Work instruction
Your job is to return every line in the data holding the string "wooden".

Data
□ □ □

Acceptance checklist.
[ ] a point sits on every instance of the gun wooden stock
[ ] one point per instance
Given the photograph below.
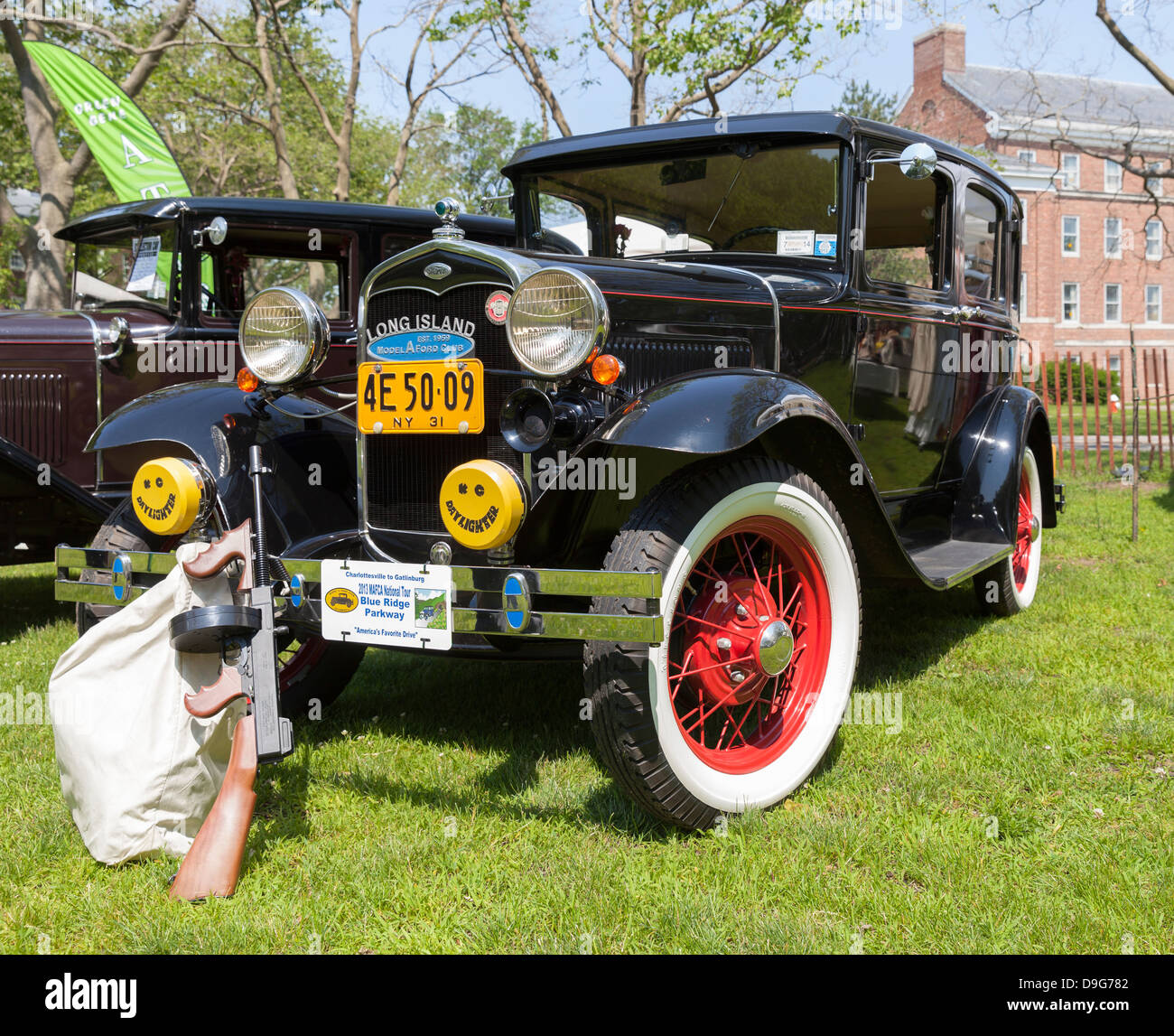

□ □ □

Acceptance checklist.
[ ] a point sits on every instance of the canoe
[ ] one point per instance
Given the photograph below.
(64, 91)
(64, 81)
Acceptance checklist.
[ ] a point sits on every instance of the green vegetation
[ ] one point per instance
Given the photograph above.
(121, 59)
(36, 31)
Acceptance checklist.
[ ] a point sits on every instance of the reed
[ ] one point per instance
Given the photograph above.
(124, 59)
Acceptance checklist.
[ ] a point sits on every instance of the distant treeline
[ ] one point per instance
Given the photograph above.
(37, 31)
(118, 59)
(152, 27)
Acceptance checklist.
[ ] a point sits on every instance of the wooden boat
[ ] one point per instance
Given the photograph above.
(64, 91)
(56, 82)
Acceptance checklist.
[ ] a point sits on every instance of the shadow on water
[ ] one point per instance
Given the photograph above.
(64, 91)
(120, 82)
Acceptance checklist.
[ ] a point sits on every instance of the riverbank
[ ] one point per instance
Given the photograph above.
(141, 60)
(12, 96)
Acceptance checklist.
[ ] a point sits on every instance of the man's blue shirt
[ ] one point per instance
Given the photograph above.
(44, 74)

□ □ □

Result of the exercise
[ ] a point sits on every instance of the gun wooden stock
[ ] a point sits on every instance of the wooden boat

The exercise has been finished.